- Data records
+--
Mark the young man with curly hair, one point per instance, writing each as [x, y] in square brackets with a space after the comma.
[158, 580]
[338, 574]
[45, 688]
+--
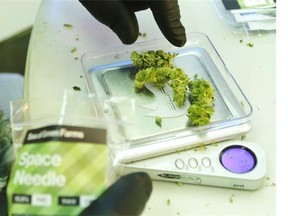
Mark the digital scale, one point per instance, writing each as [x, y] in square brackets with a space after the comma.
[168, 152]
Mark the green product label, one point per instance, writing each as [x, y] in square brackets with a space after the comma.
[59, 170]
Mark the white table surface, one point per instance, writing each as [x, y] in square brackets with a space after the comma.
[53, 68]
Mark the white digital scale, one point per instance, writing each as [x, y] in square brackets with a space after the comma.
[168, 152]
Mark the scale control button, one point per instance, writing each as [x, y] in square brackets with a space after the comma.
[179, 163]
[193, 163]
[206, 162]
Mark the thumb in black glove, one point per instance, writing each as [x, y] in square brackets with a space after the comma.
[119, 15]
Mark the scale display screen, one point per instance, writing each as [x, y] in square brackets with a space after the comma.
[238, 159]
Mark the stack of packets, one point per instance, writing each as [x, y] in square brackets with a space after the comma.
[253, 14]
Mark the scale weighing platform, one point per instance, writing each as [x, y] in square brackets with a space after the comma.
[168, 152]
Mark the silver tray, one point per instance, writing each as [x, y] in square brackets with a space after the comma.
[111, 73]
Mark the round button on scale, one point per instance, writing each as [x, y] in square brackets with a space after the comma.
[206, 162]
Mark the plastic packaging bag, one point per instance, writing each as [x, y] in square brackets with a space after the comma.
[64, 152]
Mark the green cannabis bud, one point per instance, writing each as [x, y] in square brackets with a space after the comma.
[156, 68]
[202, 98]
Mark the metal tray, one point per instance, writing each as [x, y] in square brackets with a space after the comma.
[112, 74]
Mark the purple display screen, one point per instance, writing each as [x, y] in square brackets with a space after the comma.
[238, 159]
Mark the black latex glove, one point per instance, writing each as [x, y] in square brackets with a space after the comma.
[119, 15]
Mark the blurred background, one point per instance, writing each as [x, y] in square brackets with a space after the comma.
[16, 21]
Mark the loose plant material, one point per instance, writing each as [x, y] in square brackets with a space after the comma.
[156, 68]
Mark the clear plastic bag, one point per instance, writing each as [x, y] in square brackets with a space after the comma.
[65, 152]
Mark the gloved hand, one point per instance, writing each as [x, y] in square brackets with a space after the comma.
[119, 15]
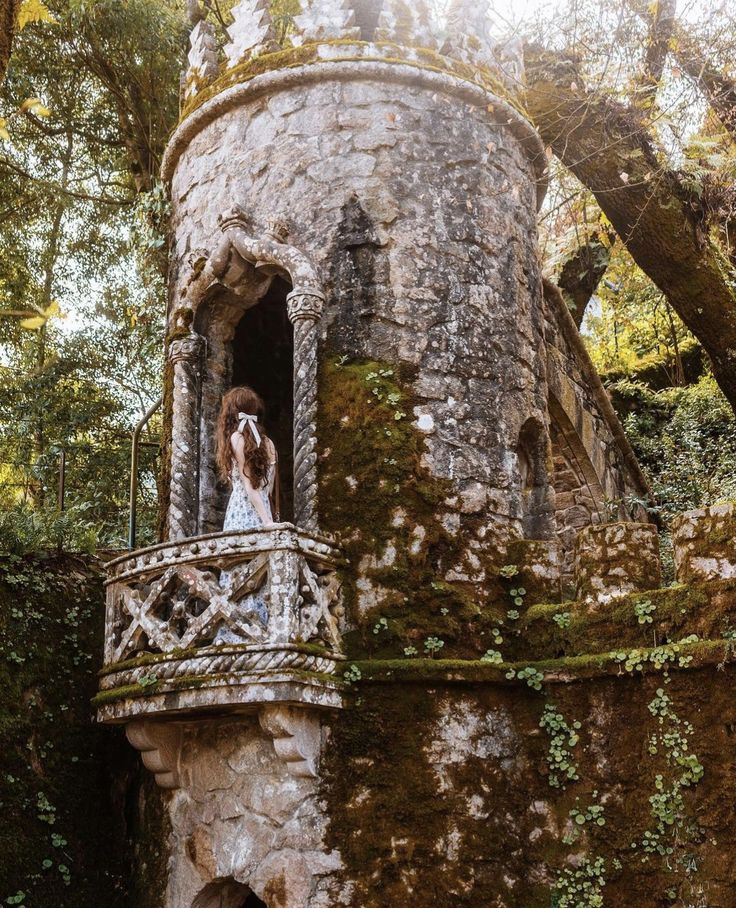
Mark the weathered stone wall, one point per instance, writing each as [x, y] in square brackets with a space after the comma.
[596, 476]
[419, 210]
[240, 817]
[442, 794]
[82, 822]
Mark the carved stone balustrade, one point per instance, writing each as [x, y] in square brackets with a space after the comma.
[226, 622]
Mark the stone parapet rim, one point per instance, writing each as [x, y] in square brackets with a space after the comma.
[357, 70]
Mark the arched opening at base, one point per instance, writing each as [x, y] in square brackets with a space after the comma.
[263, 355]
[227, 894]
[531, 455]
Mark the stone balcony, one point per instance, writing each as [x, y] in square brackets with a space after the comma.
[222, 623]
+--
- The task
Locate each line in the material above that contains the word "digital" and copy those lines out in full.

- Finished answer
Mark the digital scale, one point per instance, writing each as [x, y] in square brackets with a space after the comma.
Mark the white digital scale, one point per instance, writing each as [x, y] in square brackets with a space after the comma.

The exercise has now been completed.